**EXERCISE DESCRIPTION**
Copy the rows again, from the line that contains "of the white" through the last line of the rows, requests included, and add 130 to every x and y coordinate in the answers. Leave the pictures out.

— START OF STORED DATA —

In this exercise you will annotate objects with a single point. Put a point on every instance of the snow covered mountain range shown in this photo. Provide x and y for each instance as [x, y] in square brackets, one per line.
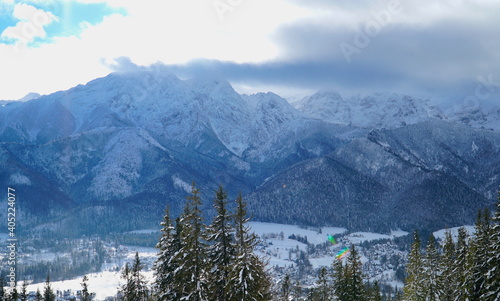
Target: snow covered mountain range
[110, 154]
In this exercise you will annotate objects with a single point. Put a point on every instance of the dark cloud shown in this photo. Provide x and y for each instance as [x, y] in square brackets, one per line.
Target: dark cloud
[408, 52]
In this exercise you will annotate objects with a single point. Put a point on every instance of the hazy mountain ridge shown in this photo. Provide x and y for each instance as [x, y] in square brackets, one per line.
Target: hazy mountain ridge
[133, 142]
[392, 110]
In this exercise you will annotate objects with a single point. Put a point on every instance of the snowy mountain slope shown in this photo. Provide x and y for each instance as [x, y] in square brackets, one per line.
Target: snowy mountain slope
[380, 110]
[389, 179]
[132, 142]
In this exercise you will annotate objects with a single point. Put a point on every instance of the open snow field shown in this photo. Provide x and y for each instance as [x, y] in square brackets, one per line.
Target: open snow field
[276, 247]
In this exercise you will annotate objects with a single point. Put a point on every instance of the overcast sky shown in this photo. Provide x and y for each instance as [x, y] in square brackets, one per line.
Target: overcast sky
[426, 47]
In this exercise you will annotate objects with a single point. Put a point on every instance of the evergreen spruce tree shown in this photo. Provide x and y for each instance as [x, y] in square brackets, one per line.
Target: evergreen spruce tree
[12, 295]
[165, 265]
[447, 267]
[2, 292]
[191, 278]
[297, 291]
[374, 294]
[135, 288]
[85, 289]
[479, 254]
[339, 281]
[493, 277]
[248, 278]
[355, 288]
[140, 285]
[323, 288]
[461, 279]
[222, 249]
[432, 282]
[414, 290]
[23, 294]
[127, 289]
[286, 286]
[48, 293]
[38, 295]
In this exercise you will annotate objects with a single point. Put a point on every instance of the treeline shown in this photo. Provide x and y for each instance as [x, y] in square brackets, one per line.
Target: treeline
[343, 282]
[465, 270]
[215, 262]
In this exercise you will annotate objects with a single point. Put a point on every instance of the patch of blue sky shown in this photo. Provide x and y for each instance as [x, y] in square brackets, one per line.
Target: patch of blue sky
[72, 14]
[70, 17]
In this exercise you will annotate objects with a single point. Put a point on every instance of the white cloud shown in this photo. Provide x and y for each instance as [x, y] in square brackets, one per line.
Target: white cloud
[152, 31]
[31, 24]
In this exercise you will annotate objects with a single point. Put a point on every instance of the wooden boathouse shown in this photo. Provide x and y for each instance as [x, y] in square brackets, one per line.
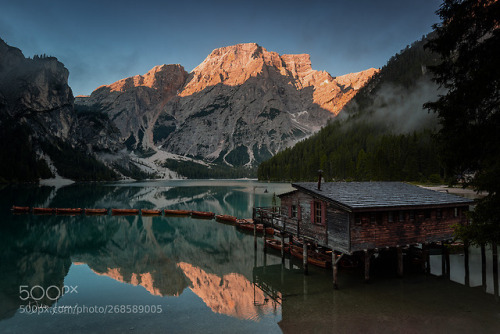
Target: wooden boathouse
[352, 218]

— END OF STORED DATA —

**WRITTEN RESPONSE**
In this exercise you will annotate objects with a single point. Put a point on every instance of the white cloud shown in this photo. Provide x and y for each instance as [x, y] in square brackets, one per line.
Target: white cloud
[282, 161]
[161, 154]
In this exercise you will annotate objects with a single point. Put a point on every instance of the wooden boathouse shown in this photo. Provide x and y for each instance as [x, y] in square brackets, one per line.
Target: wooden boathouse
[482, 348]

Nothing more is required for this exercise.